[Excerpts of location labeling data]
-------
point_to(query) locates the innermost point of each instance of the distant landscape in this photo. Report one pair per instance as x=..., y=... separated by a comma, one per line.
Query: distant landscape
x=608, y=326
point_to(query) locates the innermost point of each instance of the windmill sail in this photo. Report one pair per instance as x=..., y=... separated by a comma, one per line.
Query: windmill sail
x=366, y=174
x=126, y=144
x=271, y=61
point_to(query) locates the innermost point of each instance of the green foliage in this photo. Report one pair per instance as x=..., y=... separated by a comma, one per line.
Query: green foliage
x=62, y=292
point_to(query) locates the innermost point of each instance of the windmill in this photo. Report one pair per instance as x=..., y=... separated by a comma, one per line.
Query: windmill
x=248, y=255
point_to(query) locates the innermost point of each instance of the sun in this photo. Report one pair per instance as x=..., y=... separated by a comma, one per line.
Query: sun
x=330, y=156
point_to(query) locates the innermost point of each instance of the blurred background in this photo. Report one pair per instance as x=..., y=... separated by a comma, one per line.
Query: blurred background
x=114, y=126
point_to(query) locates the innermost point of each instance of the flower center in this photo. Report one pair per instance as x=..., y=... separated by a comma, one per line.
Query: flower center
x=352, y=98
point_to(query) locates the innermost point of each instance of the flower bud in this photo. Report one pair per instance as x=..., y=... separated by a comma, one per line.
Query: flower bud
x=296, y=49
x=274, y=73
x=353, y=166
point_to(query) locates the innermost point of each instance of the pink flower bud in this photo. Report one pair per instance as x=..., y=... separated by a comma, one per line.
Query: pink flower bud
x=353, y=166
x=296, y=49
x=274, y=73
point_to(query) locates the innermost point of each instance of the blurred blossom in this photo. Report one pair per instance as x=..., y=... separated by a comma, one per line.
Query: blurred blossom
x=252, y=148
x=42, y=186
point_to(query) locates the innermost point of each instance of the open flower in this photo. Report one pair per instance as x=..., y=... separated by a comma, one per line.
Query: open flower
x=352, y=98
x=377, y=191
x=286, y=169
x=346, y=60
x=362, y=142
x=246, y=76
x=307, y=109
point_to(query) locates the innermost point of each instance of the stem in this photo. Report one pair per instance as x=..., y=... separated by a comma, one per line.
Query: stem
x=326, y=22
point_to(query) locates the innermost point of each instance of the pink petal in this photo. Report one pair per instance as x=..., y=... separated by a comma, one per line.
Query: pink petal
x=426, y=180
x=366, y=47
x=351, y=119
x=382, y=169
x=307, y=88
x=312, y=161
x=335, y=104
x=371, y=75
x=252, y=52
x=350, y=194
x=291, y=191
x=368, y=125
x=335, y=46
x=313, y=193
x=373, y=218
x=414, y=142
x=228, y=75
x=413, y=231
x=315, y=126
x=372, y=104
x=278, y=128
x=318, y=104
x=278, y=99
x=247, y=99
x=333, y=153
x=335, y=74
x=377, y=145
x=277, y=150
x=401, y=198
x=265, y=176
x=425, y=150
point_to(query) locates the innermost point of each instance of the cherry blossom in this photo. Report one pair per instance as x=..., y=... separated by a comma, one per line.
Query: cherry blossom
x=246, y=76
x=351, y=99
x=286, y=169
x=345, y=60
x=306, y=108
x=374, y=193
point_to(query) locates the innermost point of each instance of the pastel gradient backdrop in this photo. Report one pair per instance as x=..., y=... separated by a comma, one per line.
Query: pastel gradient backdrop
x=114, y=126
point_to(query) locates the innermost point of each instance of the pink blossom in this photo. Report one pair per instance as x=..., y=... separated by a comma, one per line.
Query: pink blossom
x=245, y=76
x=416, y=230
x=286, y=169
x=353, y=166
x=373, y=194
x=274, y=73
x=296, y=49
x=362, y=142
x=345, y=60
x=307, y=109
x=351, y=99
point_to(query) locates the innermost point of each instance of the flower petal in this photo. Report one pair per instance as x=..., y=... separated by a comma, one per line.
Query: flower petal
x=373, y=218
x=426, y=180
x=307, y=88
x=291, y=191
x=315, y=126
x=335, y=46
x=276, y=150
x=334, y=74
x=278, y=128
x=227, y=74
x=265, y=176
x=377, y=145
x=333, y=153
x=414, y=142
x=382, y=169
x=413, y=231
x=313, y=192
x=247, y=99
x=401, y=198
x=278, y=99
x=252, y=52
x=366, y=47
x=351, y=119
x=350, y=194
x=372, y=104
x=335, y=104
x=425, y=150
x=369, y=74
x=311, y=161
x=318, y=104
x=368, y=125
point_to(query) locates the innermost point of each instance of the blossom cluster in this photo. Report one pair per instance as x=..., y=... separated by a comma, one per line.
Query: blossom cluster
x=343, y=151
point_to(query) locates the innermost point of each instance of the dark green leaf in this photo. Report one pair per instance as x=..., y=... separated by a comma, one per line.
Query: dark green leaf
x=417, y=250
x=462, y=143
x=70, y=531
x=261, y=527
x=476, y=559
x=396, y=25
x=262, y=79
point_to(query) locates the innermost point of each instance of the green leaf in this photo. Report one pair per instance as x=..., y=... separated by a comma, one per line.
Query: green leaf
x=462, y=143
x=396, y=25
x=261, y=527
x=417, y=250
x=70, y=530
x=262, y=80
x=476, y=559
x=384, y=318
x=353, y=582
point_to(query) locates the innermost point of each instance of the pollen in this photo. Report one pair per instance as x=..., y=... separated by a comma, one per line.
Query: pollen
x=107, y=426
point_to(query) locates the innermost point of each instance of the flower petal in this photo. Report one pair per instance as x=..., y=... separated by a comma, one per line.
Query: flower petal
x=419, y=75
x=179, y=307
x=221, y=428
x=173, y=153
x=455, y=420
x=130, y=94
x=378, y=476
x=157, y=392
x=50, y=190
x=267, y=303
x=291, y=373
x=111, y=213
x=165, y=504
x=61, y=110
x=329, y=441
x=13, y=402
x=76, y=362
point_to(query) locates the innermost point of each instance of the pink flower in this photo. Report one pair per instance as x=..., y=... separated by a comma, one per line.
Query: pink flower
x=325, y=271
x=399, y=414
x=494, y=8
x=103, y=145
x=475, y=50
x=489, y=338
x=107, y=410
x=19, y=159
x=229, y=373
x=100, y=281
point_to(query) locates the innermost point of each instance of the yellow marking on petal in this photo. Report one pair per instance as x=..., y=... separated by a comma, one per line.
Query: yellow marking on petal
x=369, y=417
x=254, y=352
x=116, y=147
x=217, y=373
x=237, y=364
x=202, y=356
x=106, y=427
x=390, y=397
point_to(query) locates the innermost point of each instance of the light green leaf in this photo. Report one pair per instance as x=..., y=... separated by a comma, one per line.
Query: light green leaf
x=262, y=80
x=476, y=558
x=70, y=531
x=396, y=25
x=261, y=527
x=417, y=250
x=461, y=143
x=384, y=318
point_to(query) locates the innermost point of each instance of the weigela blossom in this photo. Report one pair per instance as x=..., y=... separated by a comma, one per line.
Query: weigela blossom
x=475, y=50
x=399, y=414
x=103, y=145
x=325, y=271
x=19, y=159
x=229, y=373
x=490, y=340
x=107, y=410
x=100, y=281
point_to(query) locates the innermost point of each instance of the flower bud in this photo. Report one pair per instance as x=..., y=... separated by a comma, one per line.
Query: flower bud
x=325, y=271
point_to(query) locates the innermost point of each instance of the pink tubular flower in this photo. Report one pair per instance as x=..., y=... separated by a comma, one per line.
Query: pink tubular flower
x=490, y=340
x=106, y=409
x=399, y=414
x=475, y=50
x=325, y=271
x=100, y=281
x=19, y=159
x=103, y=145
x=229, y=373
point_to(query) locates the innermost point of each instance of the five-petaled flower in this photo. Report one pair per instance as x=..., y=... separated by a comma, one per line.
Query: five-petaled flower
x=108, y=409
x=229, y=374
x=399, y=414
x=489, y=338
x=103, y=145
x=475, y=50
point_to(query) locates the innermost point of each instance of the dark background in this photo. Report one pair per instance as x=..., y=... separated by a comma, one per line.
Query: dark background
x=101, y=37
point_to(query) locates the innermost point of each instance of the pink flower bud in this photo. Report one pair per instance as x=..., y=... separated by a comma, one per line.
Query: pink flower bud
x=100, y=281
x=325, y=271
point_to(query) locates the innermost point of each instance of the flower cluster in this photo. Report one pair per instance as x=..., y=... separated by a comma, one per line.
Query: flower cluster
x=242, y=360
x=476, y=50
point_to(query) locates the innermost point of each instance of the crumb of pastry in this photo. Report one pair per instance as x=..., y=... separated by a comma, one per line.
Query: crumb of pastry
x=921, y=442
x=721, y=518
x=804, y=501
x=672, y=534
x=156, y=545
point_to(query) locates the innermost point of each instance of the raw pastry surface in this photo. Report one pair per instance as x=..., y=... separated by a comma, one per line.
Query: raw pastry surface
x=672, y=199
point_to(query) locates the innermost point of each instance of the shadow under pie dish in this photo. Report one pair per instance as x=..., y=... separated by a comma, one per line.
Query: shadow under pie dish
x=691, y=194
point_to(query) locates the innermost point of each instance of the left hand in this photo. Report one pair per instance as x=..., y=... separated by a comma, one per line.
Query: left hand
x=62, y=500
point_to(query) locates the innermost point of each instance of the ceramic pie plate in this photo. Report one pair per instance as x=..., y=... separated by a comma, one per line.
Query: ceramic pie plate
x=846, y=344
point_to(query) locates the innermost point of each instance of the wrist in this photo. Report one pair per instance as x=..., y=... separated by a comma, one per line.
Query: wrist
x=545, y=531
-------
:: Directive ::
Take the line holding "of the shadow" and all lines after it through the end of the data, and set them down exactly.

:: Worked answer ::
point_to(query) locates the innermost point of each instance of the shadow under pie dish in this photo. Report one pair per instance as x=..., y=... separated by a comma, one per line.
Query: shadow under pie dish
x=691, y=194
point_to(query) locates the innermost point of each instance of the left hand in this photo. Report one pair per instance as x=..., y=... separated by a comma, one per line.
Query: left hand
x=62, y=500
point_to(query) locates the innermost point of each instance of the ceramic pie plate in this photo. Report one pair per instance as x=..., y=... separated by a comma, one per line.
Query: ceramic pie plate
x=846, y=344
point_to(query) locates the innermost point of each instance of the wrist in this photo. Report one pair per instance as x=..., y=... separated by a comma, one per line.
Query: wrist
x=545, y=531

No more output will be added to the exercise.